§ What to work on: Rewrite the records below as a numbered list, from the line with "Pick out each instance of the island" up to and including the line with "x=348 y=285", leaving out any blank lines. Include only those lines.

[Point labeling dataset excerpts]
□ □ □ □ □

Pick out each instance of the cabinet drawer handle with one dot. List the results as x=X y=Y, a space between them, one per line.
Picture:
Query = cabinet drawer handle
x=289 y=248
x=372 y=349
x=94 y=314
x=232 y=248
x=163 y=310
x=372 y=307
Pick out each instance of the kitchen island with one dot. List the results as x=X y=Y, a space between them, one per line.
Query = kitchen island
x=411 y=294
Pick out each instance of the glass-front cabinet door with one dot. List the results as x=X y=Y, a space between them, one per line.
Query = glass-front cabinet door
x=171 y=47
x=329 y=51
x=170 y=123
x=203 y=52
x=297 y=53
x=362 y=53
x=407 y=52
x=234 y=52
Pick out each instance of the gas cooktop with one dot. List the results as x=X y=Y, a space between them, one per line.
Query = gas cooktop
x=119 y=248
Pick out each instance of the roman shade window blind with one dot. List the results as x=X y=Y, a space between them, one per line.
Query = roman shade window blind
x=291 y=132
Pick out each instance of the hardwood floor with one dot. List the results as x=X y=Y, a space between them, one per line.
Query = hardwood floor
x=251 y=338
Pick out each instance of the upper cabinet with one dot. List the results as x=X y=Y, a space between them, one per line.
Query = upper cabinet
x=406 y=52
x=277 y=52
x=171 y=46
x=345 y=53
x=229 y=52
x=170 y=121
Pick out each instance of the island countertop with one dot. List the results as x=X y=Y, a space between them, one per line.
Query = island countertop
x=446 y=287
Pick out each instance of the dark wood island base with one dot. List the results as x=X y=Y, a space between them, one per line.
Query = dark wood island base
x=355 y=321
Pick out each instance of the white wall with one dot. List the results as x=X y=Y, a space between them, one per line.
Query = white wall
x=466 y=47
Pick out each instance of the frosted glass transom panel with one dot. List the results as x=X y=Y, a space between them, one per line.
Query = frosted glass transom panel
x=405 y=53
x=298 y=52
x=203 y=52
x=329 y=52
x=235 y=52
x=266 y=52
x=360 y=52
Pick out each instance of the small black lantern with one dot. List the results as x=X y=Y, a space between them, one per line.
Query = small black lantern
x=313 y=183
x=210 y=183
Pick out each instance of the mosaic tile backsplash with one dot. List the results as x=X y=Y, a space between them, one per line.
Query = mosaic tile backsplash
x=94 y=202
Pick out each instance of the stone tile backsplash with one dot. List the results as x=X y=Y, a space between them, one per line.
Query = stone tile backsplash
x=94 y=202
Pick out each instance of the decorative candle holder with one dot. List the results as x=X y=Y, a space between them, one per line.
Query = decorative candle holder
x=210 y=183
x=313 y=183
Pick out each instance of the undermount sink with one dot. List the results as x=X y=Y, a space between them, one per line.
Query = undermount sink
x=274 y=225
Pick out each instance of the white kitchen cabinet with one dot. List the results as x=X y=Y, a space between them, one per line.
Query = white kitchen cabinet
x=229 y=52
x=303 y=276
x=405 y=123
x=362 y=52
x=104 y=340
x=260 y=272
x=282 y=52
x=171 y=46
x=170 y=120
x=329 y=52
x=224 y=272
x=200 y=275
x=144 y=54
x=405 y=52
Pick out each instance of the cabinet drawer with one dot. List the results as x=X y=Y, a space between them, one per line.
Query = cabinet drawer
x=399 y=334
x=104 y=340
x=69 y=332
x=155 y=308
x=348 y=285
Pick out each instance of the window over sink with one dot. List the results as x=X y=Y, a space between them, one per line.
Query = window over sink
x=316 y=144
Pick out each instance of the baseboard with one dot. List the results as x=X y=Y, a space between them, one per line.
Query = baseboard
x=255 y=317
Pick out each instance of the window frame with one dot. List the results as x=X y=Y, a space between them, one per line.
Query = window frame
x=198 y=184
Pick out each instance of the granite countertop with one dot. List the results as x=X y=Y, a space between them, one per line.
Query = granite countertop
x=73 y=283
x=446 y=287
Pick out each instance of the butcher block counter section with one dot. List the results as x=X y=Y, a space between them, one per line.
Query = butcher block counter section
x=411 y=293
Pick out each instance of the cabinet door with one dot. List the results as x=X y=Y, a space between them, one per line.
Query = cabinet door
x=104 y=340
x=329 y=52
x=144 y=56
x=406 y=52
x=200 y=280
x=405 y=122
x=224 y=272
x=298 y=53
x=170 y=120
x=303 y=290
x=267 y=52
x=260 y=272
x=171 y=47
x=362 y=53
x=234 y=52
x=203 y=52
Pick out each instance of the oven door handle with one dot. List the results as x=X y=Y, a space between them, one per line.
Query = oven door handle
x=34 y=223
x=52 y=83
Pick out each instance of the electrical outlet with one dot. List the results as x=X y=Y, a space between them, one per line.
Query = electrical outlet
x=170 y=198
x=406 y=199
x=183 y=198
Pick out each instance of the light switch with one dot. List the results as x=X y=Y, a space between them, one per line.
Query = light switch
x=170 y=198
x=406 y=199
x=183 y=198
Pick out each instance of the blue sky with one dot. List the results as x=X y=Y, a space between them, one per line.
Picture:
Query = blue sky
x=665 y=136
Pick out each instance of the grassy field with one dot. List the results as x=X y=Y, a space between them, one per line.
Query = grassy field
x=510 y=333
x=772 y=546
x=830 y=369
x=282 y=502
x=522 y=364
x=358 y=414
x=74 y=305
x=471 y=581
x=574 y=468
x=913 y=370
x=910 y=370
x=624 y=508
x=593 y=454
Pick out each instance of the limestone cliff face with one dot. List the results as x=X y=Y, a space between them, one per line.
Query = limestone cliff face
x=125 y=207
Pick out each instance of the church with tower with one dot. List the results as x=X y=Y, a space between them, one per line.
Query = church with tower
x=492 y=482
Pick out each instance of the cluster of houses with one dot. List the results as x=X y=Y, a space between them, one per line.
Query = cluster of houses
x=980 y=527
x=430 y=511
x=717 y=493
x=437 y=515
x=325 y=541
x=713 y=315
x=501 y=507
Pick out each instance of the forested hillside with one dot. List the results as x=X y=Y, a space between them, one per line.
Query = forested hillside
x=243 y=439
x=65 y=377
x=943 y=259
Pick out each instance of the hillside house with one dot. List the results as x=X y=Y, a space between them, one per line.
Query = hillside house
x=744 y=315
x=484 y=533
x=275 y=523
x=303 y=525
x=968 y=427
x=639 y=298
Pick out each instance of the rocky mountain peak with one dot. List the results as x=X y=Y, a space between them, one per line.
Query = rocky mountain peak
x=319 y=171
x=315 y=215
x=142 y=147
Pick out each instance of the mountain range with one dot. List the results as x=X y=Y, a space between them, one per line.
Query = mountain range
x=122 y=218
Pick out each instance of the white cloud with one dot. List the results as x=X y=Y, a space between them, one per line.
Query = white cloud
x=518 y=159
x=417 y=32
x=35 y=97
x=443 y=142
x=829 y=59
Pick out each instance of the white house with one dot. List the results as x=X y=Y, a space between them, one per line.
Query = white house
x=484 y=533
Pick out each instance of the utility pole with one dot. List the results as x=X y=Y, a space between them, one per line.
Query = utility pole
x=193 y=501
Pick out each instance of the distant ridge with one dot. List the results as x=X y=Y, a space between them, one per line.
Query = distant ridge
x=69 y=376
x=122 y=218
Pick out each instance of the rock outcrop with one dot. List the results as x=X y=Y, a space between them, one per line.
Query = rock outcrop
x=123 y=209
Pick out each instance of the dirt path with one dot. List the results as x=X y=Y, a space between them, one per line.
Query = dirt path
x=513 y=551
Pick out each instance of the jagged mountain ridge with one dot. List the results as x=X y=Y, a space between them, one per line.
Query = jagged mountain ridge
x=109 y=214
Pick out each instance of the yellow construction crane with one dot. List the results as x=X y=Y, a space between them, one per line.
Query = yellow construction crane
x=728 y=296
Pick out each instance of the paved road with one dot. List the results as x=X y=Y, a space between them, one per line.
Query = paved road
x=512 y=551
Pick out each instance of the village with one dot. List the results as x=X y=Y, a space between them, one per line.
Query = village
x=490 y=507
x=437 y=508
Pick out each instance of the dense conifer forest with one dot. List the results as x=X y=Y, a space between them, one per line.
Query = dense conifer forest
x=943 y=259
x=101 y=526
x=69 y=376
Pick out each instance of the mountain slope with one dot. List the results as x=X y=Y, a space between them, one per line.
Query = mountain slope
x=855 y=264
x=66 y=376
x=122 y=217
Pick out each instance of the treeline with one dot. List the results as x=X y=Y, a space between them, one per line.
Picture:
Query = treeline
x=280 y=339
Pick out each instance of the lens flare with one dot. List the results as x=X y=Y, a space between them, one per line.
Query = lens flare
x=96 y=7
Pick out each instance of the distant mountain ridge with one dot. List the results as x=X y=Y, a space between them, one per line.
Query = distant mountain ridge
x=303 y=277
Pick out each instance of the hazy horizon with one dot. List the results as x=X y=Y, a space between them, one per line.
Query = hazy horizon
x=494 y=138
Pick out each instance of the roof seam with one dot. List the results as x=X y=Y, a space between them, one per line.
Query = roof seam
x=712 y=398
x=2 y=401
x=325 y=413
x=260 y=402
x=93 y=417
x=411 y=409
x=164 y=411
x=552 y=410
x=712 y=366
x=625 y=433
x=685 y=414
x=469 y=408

□ □ □ □ □

§ Written solution:
1. Pick out each instance of the island countertop with one dot. List the results as x=X y=Y, a space between them, one per line.
2. Query = island countertop
3. x=446 y=287
4. Pick out each instance of the dark wood island base with one dot. List the results as x=X y=Y, a space between them, one per line.
5. Query = dark wood island base
6. x=355 y=321
7. Pick out each instance of the white wall with one dot. List the results as x=X y=Y, a space between them, one per line.
8. Query = white wall
9. x=466 y=47
10. Pick out each instance of the frosted glass transom panel with one dot. List the results as x=X y=Y, a space between them, one per line.
11. Query = frosted glass transom panel
12. x=405 y=53
13. x=298 y=52
14. x=203 y=52
15. x=329 y=52
16. x=235 y=52
17. x=266 y=52
18. x=360 y=52
19. Pick out each instance of the small black lantern with one dot. List the results as x=X y=Y, a space between them, one per line.
20. Query = small black lantern
21. x=313 y=183
22. x=210 y=183
23. Pick out each instance of the mosaic tile backsplash with one dot. List the results as x=X y=Y, a space between them, one per line.
24. Query = mosaic tile backsplash
25. x=94 y=202
26. Pick out each instance of the stone tile backsplash with one dot. List the results as x=X y=Y, a space between them, one per line.
27. Query = stone tile backsplash
28. x=94 y=202
29. Pick out each instance of the decorative candle holder with one dot. List the results as x=X y=Y, a space between them, one per line.
30. Query = decorative candle holder
31. x=210 y=183
32. x=313 y=183
33. Pick out each instance of the undermount sink with one dot. List the results as x=X y=Y, a space between them, one per line.
34. Query = undermount sink
35. x=274 y=225
36. Pick out each instance of the white kitchen cabinet with one dot. List the results as x=X y=Y, a space between them, one per line.
37. Query = white kitchen cabinet
38. x=229 y=52
39. x=303 y=276
40. x=405 y=123
41. x=362 y=52
42. x=104 y=340
43. x=260 y=272
44. x=282 y=52
45. x=171 y=46
46. x=170 y=120
47. x=329 y=52
48. x=224 y=272
49. x=200 y=275
50. x=144 y=54
51. x=405 y=52
52. Pick out each instance of the cabinet drawer with one dot. List the results as x=X y=Y, a space between them, one per line.
53. Query = cabinet drawer
54. x=399 y=334
55. x=104 y=340
56. x=69 y=332
57. x=155 y=308
58. x=348 y=285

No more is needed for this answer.